Задания:
1. Назовите все возрасты, которые упомянуты в тексте о молодости как рубеж, после которого люди «гаснут».
2. Объясните, почему, согласно детской мысли из текста о молодости, старой интеллигентной женщине незачем было читать книгу.

═══ Текст для чтения ═══

Самое странное в молодости - то, что она, оказывается, кончается.
Первое движение, которым реагируешь на начало ее конца, - изумление. Не может быть. Нет, может, конечно, но уж никак не со мной. То есть со мной, но это буду уж никак не я. Что же от меня останется? Это как смерть, которая "бывает с другими".
Помню жестокую детскую мысль о старой интеллигентной женщине, читавшей книгу: зачем ей читать, если она все равно скоро умрет?
Все долгое начало жизни преследовало чувство: как эти взрослые живут, если они не растут? Выросли, остановились и топчутся на месте, пока не вытопчутся совсем. А что остановились, в этом никаких сомнений. Видно же невооруженным глазом: после тридцати люди гаснут. Ну после тридцати пяти. А уж после сорока - и говорить нечего.
И вот - теперь - я?!
Когда первое изумление проходит, начинаешь открывать много чего.

═══ Материал ═══

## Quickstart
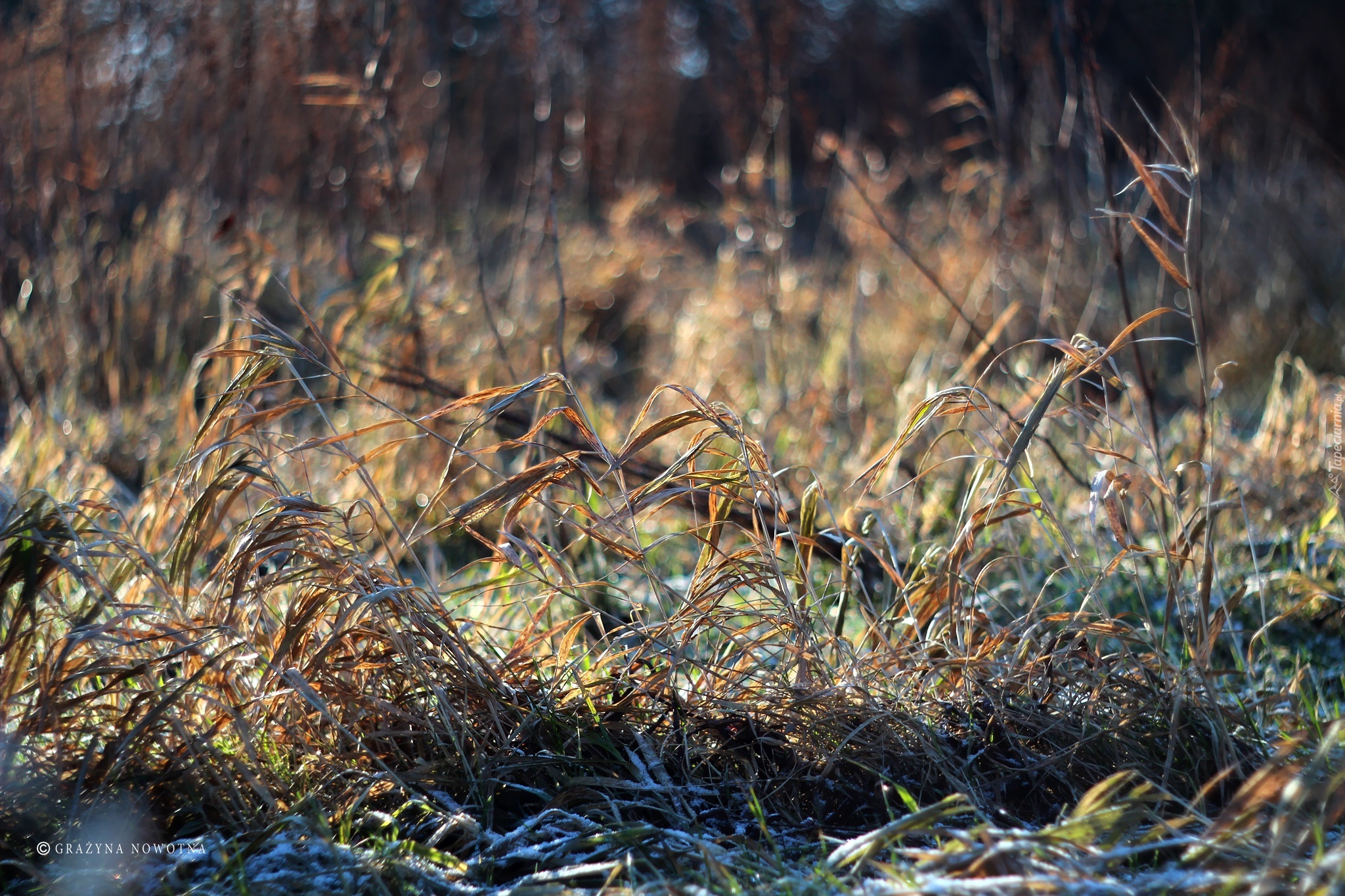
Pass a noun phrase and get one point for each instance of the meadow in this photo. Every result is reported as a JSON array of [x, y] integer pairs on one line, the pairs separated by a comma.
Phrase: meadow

═══

Ответы к заданиям:
1. Тридцать лет, тридцать пять лет и сорок лет.

2. По этой жестокой детской мысли, чтение теряло смысл, потому что женщина все равно скоро умрет.